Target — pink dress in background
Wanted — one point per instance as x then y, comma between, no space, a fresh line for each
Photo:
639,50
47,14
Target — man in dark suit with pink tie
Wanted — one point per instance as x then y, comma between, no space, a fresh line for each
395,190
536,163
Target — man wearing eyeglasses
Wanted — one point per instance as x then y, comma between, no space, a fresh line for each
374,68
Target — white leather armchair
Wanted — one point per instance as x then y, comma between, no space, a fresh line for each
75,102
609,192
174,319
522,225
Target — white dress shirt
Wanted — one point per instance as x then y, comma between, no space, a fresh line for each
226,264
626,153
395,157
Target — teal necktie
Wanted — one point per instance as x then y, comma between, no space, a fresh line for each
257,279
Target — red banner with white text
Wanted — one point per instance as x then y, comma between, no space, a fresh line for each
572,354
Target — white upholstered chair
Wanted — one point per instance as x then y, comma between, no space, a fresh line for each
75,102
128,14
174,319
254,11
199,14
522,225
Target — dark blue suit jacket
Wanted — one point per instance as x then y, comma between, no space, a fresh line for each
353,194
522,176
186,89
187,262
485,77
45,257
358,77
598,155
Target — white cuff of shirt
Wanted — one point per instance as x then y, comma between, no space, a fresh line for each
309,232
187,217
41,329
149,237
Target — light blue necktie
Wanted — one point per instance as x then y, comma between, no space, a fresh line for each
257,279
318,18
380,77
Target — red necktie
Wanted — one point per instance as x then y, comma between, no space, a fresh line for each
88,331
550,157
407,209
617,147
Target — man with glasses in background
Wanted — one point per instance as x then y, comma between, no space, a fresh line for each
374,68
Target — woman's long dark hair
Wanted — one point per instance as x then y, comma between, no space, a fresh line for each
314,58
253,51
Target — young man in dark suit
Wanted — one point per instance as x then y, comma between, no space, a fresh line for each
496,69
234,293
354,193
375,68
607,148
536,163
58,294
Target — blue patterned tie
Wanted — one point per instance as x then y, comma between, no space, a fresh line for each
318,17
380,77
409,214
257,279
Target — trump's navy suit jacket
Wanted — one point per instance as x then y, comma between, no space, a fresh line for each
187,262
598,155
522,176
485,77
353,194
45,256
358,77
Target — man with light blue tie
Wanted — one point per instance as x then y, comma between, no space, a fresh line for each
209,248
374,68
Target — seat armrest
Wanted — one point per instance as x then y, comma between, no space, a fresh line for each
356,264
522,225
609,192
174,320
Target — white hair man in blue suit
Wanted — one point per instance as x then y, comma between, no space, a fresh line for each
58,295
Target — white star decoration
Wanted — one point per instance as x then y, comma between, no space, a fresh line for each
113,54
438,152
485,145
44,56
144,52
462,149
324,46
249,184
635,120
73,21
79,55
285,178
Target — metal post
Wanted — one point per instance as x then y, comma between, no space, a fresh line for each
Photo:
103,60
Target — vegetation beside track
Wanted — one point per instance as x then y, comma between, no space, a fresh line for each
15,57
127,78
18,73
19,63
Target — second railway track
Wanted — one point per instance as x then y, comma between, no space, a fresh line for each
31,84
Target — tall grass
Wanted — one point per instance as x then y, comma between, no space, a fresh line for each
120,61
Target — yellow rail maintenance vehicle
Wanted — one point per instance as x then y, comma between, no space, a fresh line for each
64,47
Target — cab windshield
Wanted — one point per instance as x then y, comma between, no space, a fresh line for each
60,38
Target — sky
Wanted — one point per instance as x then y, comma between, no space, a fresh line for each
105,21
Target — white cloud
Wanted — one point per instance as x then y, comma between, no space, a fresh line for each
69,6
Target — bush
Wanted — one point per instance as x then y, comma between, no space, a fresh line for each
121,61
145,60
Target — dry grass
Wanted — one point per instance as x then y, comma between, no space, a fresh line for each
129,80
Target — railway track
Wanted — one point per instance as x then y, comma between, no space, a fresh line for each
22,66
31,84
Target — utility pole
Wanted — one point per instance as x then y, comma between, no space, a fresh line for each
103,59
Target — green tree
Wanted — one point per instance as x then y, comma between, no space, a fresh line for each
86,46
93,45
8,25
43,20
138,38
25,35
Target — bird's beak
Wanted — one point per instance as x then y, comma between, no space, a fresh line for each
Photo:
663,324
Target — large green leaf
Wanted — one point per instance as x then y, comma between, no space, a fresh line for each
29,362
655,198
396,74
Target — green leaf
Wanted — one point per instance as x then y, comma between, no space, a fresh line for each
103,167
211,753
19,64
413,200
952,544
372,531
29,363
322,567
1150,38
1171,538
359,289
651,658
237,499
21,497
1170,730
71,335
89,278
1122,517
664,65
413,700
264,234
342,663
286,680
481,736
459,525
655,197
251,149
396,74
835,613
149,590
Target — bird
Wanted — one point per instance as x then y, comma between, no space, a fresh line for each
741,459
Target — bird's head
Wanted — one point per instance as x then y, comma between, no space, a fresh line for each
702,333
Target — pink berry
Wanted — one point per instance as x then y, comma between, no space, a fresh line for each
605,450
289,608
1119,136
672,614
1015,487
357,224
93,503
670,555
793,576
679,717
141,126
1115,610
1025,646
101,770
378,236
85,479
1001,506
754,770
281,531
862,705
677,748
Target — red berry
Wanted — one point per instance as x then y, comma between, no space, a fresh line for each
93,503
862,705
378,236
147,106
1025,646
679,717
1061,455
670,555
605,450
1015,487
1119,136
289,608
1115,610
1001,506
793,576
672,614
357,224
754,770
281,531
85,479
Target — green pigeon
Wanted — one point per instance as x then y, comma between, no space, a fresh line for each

Set problem >> The line containing "Target — bird's head" marks the start; retype it and each line after it through the end of the records above, exactly.

Solved problem >>
Target — bird's head
Wanted — one point per instance as x then y, comma between, no space, a fresh line for each
702,333
Target — pink berry
Wanted — one point per instance as x then y, comma between, no space, a fresh line for each
605,450
289,608
1119,136
672,614
1015,487
357,224
93,503
670,555
793,576
679,717
141,126
1115,610
1025,646
101,770
378,236
85,479
1001,506
754,770
281,531
862,705
677,748
Target — red berry
Wanted — one point per instance as x then y, comma between, no space, a fresh line for each
93,503
862,705
378,236
147,106
1025,646
679,717
1061,455
670,555
605,450
1015,487
1119,136
289,608
1115,610
1001,506
793,576
672,614
357,224
754,770
281,531
85,479
Target — green pigeon
Wanted — one point per instance as x then y, comma between, no space, a fresh line for each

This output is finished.